## [Task description]
Rewrite the rows from the line containing "Give x and y for each instance of the sky, placing" through the line containing "<point>55,3</point>", changing "sky" to "open sky" and leaving everything else as it is. Give only those lines.

## [Stored items from a collection]

— Start —

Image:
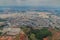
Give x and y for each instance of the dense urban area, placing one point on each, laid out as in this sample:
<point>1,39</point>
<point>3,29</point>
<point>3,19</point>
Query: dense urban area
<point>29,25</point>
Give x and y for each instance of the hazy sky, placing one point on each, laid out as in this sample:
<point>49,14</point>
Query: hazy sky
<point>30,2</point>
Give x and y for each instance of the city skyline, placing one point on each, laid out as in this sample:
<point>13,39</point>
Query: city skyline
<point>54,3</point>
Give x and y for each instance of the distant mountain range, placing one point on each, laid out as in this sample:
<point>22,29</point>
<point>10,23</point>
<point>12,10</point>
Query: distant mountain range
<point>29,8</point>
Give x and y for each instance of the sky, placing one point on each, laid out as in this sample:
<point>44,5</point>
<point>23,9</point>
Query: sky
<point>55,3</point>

— End —
— Start —

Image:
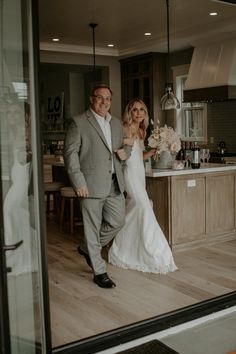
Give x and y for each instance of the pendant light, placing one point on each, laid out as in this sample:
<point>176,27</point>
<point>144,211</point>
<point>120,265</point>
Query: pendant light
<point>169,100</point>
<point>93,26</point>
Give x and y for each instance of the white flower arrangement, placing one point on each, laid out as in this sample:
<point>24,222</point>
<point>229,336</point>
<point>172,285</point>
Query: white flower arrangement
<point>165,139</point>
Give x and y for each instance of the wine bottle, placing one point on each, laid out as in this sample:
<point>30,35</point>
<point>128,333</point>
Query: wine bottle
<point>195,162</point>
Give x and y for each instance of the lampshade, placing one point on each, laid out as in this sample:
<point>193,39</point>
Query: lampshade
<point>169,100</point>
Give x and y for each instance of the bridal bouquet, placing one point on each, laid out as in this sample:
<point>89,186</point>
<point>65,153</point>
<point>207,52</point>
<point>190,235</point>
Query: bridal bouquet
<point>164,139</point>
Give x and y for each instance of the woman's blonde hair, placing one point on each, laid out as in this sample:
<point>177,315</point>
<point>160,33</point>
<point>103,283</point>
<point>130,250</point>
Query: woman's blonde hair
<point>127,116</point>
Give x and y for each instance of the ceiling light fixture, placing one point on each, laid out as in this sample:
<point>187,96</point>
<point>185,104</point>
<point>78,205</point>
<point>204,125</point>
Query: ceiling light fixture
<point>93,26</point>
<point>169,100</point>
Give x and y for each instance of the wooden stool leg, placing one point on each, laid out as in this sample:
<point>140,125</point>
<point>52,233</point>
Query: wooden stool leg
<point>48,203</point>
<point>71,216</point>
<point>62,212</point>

— End —

## [Written solution]
Give x and y for each instance of the open sky, placing one point on each, laid out as in this sample:
<point>44,5</point>
<point>23,9</point>
Query: open sky
<point>55,3</point>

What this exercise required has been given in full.